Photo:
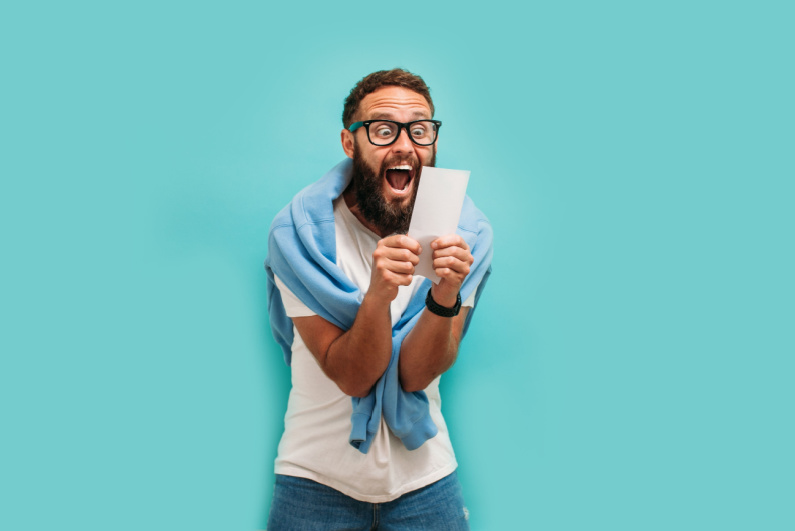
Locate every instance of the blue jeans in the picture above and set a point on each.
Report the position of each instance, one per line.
(304, 505)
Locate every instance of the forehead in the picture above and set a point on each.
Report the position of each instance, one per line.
(394, 102)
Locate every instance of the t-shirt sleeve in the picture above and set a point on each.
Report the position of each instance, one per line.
(470, 301)
(293, 306)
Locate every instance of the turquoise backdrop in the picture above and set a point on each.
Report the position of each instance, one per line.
(630, 366)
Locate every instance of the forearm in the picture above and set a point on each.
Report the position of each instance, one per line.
(357, 358)
(429, 349)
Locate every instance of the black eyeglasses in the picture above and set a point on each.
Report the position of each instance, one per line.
(386, 132)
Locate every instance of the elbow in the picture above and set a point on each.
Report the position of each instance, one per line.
(352, 390)
(412, 385)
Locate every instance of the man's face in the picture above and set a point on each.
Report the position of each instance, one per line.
(386, 177)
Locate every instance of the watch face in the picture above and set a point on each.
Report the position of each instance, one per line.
(440, 310)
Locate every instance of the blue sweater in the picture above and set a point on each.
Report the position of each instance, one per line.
(302, 253)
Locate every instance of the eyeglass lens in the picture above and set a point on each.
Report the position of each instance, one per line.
(422, 132)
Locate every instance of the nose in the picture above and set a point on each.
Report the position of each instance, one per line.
(403, 144)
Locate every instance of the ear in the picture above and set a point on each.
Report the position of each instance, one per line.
(346, 137)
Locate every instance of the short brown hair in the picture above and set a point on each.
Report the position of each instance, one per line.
(396, 77)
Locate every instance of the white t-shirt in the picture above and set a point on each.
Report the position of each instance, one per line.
(318, 419)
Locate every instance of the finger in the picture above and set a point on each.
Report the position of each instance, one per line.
(401, 241)
(396, 266)
(396, 254)
(452, 263)
(449, 240)
(456, 252)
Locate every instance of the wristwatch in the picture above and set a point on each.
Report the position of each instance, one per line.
(440, 310)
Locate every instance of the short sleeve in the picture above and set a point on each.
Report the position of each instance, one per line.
(293, 306)
(470, 302)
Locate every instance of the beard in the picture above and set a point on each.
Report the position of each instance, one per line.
(389, 217)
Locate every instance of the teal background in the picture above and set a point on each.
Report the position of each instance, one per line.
(631, 363)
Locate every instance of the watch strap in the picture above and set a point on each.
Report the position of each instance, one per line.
(443, 311)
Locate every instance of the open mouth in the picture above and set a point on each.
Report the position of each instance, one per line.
(399, 178)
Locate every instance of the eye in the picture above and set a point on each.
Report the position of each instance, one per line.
(418, 130)
(384, 130)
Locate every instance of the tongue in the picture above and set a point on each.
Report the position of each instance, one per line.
(397, 179)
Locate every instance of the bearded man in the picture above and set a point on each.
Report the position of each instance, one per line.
(365, 445)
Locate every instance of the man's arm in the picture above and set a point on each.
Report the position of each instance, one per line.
(355, 359)
(432, 345)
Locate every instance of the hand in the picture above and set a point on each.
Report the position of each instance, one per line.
(393, 265)
(451, 261)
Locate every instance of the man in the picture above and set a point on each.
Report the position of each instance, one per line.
(365, 444)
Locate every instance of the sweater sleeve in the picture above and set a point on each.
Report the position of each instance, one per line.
(293, 306)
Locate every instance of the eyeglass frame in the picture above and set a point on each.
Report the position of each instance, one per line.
(401, 125)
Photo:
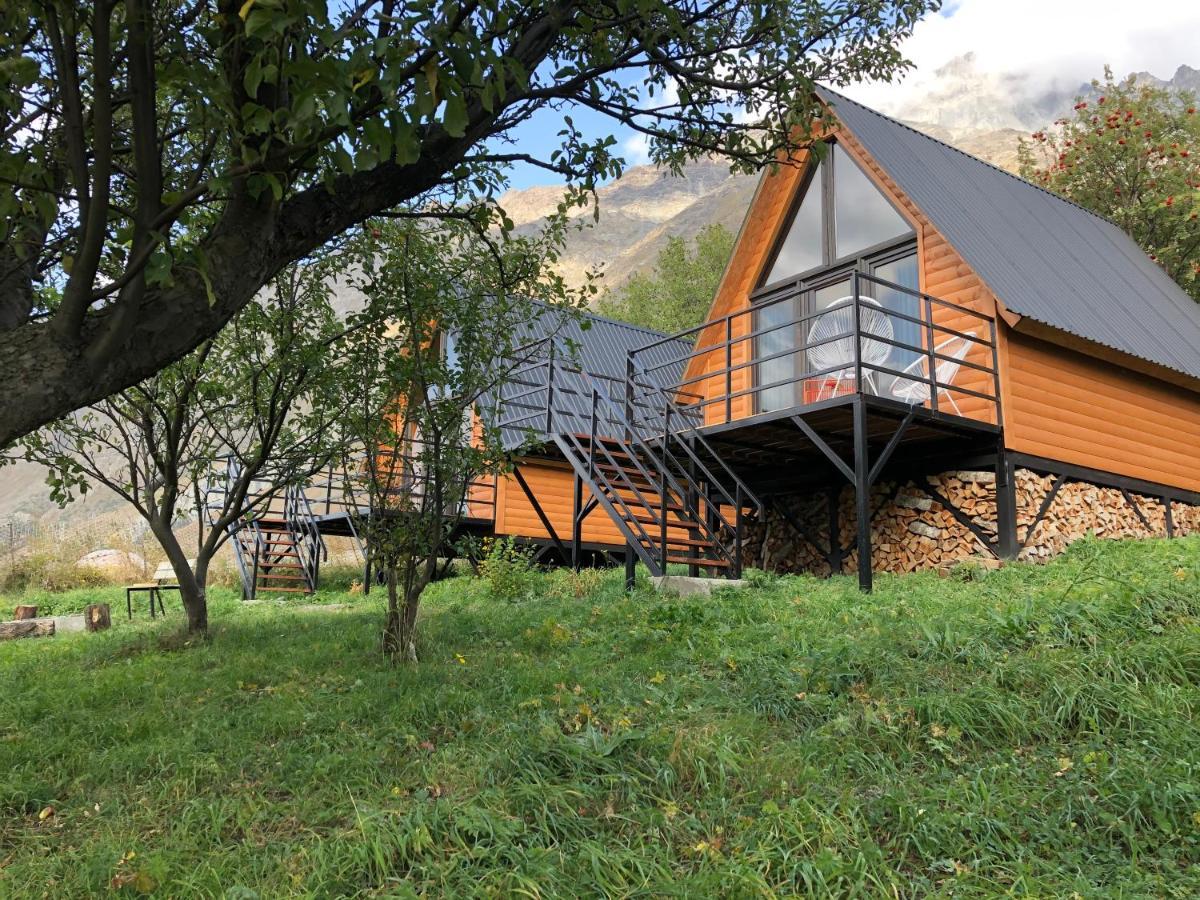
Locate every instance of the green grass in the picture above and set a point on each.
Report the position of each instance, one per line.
(1030, 732)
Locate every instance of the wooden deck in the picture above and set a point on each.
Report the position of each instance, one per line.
(774, 455)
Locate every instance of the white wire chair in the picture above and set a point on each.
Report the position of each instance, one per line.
(839, 354)
(918, 393)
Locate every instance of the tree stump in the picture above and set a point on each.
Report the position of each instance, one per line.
(27, 628)
(97, 617)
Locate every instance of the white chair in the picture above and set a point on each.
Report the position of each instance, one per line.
(910, 391)
(839, 319)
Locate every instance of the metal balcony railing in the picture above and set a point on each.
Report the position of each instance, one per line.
(881, 340)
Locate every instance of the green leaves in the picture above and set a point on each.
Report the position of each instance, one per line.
(455, 117)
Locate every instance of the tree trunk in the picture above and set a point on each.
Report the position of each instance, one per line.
(400, 631)
(97, 617)
(191, 585)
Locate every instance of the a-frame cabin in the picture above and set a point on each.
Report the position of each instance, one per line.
(913, 357)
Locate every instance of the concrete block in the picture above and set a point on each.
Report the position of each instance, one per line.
(687, 586)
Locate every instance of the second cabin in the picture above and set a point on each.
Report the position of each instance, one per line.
(913, 358)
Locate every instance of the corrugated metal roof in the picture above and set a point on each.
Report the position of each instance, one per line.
(601, 347)
(1044, 257)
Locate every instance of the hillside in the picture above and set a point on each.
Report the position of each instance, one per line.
(1030, 732)
(977, 112)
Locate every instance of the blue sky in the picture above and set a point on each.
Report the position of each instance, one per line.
(1031, 45)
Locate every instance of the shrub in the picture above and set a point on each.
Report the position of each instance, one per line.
(508, 570)
(46, 571)
(568, 585)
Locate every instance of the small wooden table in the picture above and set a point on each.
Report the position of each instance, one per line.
(162, 579)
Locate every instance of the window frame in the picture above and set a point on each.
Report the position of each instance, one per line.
(805, 287)
(827, 171)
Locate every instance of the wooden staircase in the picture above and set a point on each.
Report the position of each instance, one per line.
(279, 568)
(661, 519)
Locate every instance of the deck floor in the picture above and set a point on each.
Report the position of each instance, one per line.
(773, 455)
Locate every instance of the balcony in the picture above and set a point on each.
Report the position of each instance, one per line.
(897, 347)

···

▸ **Short task**
Without including any pictures, please restate all the records exactly.

▸ **Exercise result**
Photo:
Locate every instance of the blue jeans in the picture above and set a point on each.
Report the position of each instance, one per line.
(304, 505)
Locate every instance of the forehead in the picture above and set a point on each.
Report the position of each instance, one per line.
(394, 102)
Locate every instance of the t-shirt sleeve in the picture above and set a point on each.
Report the position of each instance, one per line.
(470, 301)
(293, 306)
Locate every instance of the turquoise backdrop in the picture above and set a point on each.
Report the position of each instance, one per line.
(630, 366)
Locate every instance of the forearm in the picture above and set a point on each.
Report the position of each instance, one per line.
(357, 358)
(429, 349)
Locate every instance of the black eyeglasses in the picture above and set a point on each.
Report the position of each instance, one per line.
(386, 132)
Locate every instance of the elbow in the picture above and set a point on each.
Report the position of each instance, one per line.
(352, 390)
(412, 385)
Locate every instance of the man's face in the picture above and set a point on each.
Report the position of each instance, one per line.
(386, 177)
Locate every instance of the watch face in the picture above and set a point on each.
Report the position of each instance, one per line.
(440, 310)
Locate every instance of the blue sweater in the picture above and set a point on each.
Report the position of each instance, one per line.
(302, 253)
Locate every instance of the eyeglass lens in the picture above and set a point on each.
Report the position of each instance, one per line.
(422, 132)
Locate every instance of the nose in the picture above and set a point on each.
Report the position of each instance, one per line.
(403, 144)
Locate every instance of the ear in the picture above and set a point on each.
Report the position of each instance, one per line.
(346, 137)
Locate every instance of the short brown hair in the picture above and set a point on each.
Report the position of each instance, one per line.
(396, 77)
Locate every instance of the white t-shirt in the picture above and set a point on each.
Report the position of each instance, one per line.
(318, 419)
Locate every instance of the finger in the picture above and set a point on each.
Report the position of each instance, one per line.
(401, 241)
(396, 266)
(396, 254)
(452, 263)
(449, 240)
(456, 252)
Locate every instance of the wristwatch in the picture above and set a point on each.
Report the position of each instance, one per line.
(440, 310)
Locate every instance of the short sleeve in the picture above and set a point on each.
Report the position of each instance, one per line.
(293, 306)
(470, 302)
Locate every instance of the beard in the picture above and set a point on each.
Report the position of each instance, one per line.
(389, 217)
Locate every instance of the teal background in the picture above and set a point on each.
Report the position of each instance, one per line.
(631, 363)
Locate every instance of the watch strap in the picture above and set a point on each.
Report the position of each instance, one per line.
(443, 311)
Locate every instance of the open mouth in the picture above and set a point on each.
Report the position of each instance, one per line.
(399, 178)
Locate every instance of the eye in the picture above and set a point on each.
Report the position of each instance, one per line.
(418, 130)
(384, 130)
Locate every instance of the tongue in the picture above and set a point on each.
Report the position of each instance, one per line.
(397, 179)
Locate every instance of the bearded man in the picture above and set a point on each.
Report the position of each instance, one per line.
(365, 445)
Locate every instance of the man's arm in the picture above and set a point on each.
Report the position of each instance, one per line.
(355, 359)
(432, 345)
Locate every instance of the hand in the picture above and set a point on each.
Report the position of each instance, one per line.
(393, 265)
(451, 261)
Locate every instance of the man in the picture above and set a point on each.
Report the position of each instance, one per line.
(365, 444)
Locate every instance of the sweater sleeve in the picture above and set a point on each.
Report the position of each instance, one per line.
(293, 306)
Locate every instance of the eyeglass frame in the picture above and set a point on each.
Report the position of each instance, one per line.
(401, 125)
Photo:
Locate every instance of the green grass in the picture above and set a point on each.
Report the position of each instance, one per line.
(1030, 732)
Locate every instance of the wooden deck in the picture above and set a point on each.
Report the position of each instance, one per line.
(774, 455)
Locate every instance of the white wire chair in the picture above and set a point on each.
Report the position of each instance, one per line.
(839, 354)
(918, 393)
Locate every instance of the tree stump in the picture above and set a point on each.
Report the position of each instance, one per line.
(27, 628)
(97, 617)
Locate every instance of the white chair in the picture above and set a point on each.
Report the position of each instance, one per line.
(910, 391)
(839, 319)
Locate every instance of the metal balcony railing in the picture above and set a point on each.
Report the position of each instance, one per line.
(881, 340)
Locate every instance of the green leaves in the picture above and set a point on each.
Report the position of each instance, one per line.
(455, 117)
Locate every instance of the tree trunk in the picture above and set a point on each.
Report the position of each instance, one per line.
(400, 631)
(97, 617)
(191, 585)
Locate every instance of the a-frame cabin in the picture above and set a point on each.
Report the position of each instance, one per line.
(913, 357)
Locate every instance of the concrete block in the picture above and set a point on each.
Report the position of each instance, one per line.
(687, 586)
Locate every instance of the second cabin in the picture above and set a point on each.
Report the position of each instance, one per line.
(913, 358)
Locate every instance of the corrugated metal roof in the picture above and set a point on each.
Report the position of each instance, one per line.
(601, 347)
(1044, 257)
Locate every instance of the hillside in the picture above and set a point on each.
Report the position of each instance, one per line.
(1030, 732)
(977, 112)
Locate every instance of the blue sky in the picture above and set a point on each.
Report the position of each instance, one per line.
(1031, 45)
Locate every instance of the shrub in the picture above and set a point on each.
Report the position of each instance, one per line.
(508, 570)
(46, 571)
(568, 585)
Locate every instance of the small wooden table in the picture above and set a point on each.
Report the position of each instance, one per line.
(162, 579)
Locate every instance of the window frame in the picture above and set a point on each.
Report the position of each instance, one per line.
(805, 287)
(827, 171)
Locate every instance of the wooden staircase in the picture above and set a point on each.
Report the position of each instance, one per line.
(279, 568)
(661, 519)
Locate every instance of the deck floor in the picture above and set a point on each.
Report the position of each instance, one per line.
(773, 455)
Locate every instance of the balcony in the picture above and set a point on each.
Report the position of each instance, one per line.
(897, 347)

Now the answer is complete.